[EXERCISE DIRECTIONS]
Retype each line of the material exactly, please, skipping any picture in it.
— start AVAILABLE RECORDS —
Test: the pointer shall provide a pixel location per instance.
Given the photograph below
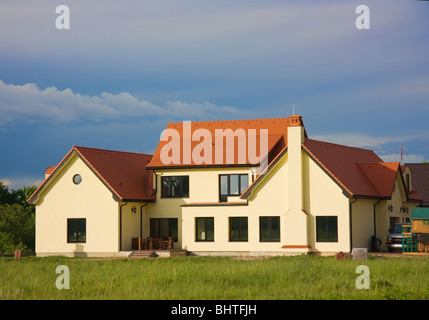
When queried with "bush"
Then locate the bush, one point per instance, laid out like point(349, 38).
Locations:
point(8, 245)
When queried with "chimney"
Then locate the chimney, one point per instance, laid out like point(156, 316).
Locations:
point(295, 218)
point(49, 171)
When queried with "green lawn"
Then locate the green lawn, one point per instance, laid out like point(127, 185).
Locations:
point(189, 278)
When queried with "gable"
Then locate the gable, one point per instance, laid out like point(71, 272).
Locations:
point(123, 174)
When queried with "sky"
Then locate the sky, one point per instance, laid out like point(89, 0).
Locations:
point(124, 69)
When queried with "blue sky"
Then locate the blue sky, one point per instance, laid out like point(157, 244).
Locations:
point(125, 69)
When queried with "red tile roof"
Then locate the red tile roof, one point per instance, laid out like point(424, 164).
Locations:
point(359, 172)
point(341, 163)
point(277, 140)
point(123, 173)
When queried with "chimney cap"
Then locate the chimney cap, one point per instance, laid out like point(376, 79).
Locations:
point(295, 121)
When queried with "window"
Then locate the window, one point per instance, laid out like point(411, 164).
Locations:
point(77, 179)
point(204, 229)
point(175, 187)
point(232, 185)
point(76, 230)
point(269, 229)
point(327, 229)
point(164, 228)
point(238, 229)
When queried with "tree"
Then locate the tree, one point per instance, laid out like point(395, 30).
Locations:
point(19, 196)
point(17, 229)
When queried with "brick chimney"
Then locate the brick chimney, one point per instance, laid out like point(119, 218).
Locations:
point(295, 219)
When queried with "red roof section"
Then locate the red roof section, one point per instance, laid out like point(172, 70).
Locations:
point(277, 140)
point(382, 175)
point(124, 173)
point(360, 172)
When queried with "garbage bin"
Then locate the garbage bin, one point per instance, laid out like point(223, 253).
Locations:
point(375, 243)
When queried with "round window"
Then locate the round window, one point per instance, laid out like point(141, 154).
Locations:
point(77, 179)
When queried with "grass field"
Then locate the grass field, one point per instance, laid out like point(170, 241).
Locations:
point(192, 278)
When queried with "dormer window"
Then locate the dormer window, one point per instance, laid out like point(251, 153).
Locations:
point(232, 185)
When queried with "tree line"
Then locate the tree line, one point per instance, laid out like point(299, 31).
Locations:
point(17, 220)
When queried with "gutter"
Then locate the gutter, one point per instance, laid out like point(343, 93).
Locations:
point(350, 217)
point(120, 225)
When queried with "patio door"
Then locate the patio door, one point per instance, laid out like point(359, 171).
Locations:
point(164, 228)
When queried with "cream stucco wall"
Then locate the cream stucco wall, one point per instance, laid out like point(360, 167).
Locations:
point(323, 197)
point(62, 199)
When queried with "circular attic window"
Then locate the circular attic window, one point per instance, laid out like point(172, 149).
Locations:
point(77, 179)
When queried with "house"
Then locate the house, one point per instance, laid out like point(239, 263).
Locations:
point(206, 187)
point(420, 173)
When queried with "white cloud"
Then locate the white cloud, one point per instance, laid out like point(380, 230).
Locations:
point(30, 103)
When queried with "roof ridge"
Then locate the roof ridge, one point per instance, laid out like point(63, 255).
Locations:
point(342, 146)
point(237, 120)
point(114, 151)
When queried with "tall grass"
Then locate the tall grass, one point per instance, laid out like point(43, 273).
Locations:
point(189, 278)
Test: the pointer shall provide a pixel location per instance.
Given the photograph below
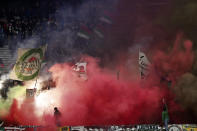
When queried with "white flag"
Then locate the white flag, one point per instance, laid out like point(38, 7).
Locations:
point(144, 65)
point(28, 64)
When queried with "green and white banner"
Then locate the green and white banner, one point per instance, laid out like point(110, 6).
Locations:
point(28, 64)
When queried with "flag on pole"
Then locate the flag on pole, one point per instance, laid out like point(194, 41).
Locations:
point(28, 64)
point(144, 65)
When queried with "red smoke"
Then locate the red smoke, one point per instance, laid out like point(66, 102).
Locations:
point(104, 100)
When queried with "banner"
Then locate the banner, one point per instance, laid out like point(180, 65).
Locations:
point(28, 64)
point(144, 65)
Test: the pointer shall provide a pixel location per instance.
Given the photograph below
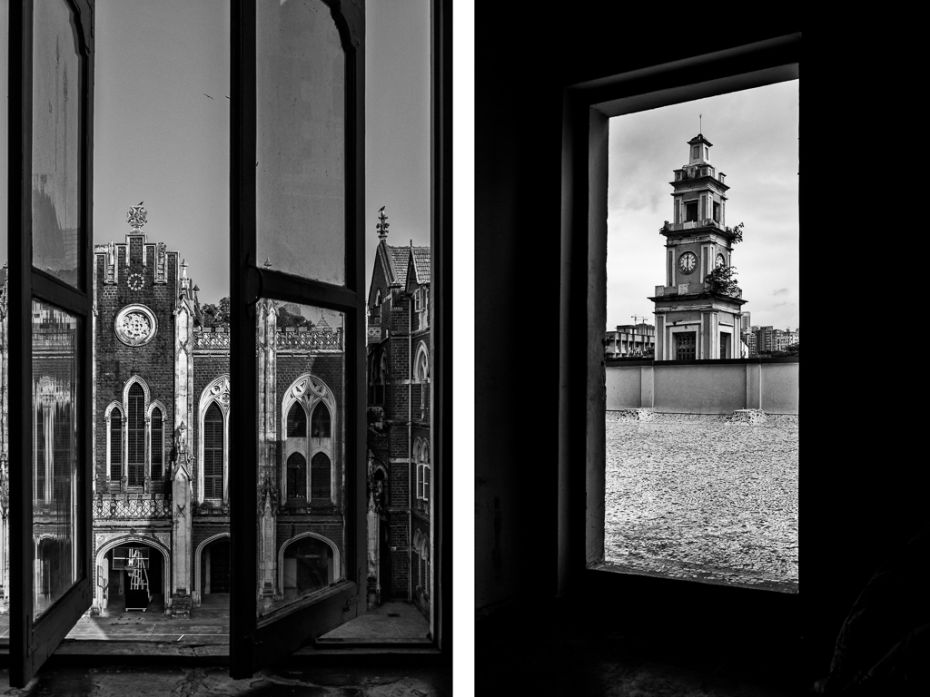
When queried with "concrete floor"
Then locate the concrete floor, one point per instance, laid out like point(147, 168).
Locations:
— end AVAILABLE RECORDS —
[EXERCISE OUTPUT]
Test: the pointer shall provide a pixel location per instance.
Given the photograph below
When queried with "bush"
Then locate the bush, one point per instance, laid out like point(349, 38).
Locations:
point(8, 245)
When queried with "chimney"
Then locate the chimney, one point per instance, laid out like point(156, 316).
Locations:
point(295, 218)
point(49, 171)
When queried with "green lawn"
Then locate the green lawn, one point per instance, laid out like point(127, 185).
Locations:
point(189, 278)
When queried with "gable"
Then locate the gable, one point per instance, laid out like point(71, 272).
Locations:
point(123, 174)
When queried with "sky"
Then locate the sky, one point per instance, laid out like point(89, 0).
Locations:
point(124, 69)
When queried with "blue sky"
Then locate the blue sky, one point per instance, laid out like point(157, 244).
Locations:
point(125, 69)
When queried with "red tile roof"
Then locate the red tile roof, one point per instance, laid out like point(424, 164).
Locations:
point(359, 172)
point(341, 163)
point(277, 140)
point(123, 173)
When queried with "chimney cap"
Then locate the chimney cap, one point per instance, laid out like point(376, 79).
Locations:
point(295, 121)
When queried with "window"
Then locate the window, one point per instance, laid out like point(411, 164).
Locations:
point(77, 179)
point(204, 229)
point(175, 187)
point(232, 185)
point(76, 230)
point(269, 229)
point(327, 229)
point(164, 228)
point(238, 229)
When queried with "tree"
Then locate the tree, one point per instance, laid out like point(395, 30).
Locations:
point(19, 196)
point(17, 229)
When queried with "brick chimney"
Then locate the brick chimney, one point per instance, laid out like point(119, 218).
Locations:
point(295, 219)
When queried with "red roof section"
Then locate the red roof section, one point per instance, laid out like point(172, 70).
Locations:
point(277, 140)
point(382, 175)
point(124, 173)
point(360, 172)
When queried with "garbage bin"
Then locate the garbage bin, one point per instance, laid out like point(223, 253).
Locations:
point(375, 243)
When queried with "round window"
Then locate the round window, one point per instance, laid out like point(141, 154).
Locations:
point(77, 179)
When queried with "grass field"
Then locate the grass field, one point per instance, laid out like point(170, 241).
Locations:
point(192, 278)
When queried with "dormer window"
Then locate the dormer window, one point per instance, laid out like point(251, 153).
Locations:
point(232, 185)
When queried with "tree line"
Then locate the tree line, one point per instance, laid out like point(299, 31).
Locations:
point(17, 220)
When queried with "gutter"
Then locate the gutter, one point per instance, laid out like point(343, 93).
Locations:
point(350, 217)
point(120, 225)
When queried with "patio door"
Then locate the patio door, one point per instance, laid out like point(359, 171).
Locations:
point(164, 228)
When queried with "cream stucco wall"
Then locate the cream stucco wall, one point per instance, laid out like point(360, 167).
Locations:
point(323, 197)
point(62, 199)
When queried with "circular attic window"
Then locate the circular attic window, one point per instance, laid out like point(172, 149).
Locations:
point(77, 179)
When queried with "house"
Then locate the house, one point per instance, laid out like point(239, 263).
Locations:
point(206, 187)
point(420, 173)
When queried with "white cloud"
Then locate the white cloud, one point per instance, laid out like point(380, 230).
Locations:
point(30, 103)
When queried with "roof ridge"
Then locate the roof ridge, one point per instance, laid out like point(63, 255).
Locations:
point(342, 146)
point(237, 120)
point(114, 151)
When queried with "tall grass"
Then locate the tall grass, one point per instance, laid out like point(43, 273).
Locations:
point(189, 278)
Test: the pointer shall provide a pixel location per instance.
Given the photograph below
When queried with "white flag"
Then locate the white flag, one point per instance, laid out like point(38, 7).
Locations:
point(144, 65)
point(28, 64)
When queried with "green and white banner"
Then locate the green and white banner, one point per instance, laid out like point(110, 6).
Locations:
point(28, 64)
When queried with "flag on pole"
Then locate the flag on pole, one point per instance, laid out like point(194, 41).
Locations:
point(28, 64)
point(144, 65)
When queried with "red smoke"
Then locate the red smoke, one point per instance, laid out like point(66, 102).
Locations:
point(104, 100)
When queried with "banner"
Then locate the banner, one point per instance, laid out like point(180, 65).
Locations:
point(28, 64)
point(144, 65)
Test: the pointer shall provide a pixel location per instance.
Given the photograph below
When queried with "concrete floor"
Then locate the concrete floor, one point per instance, laid out like point(147, 168).
Locations:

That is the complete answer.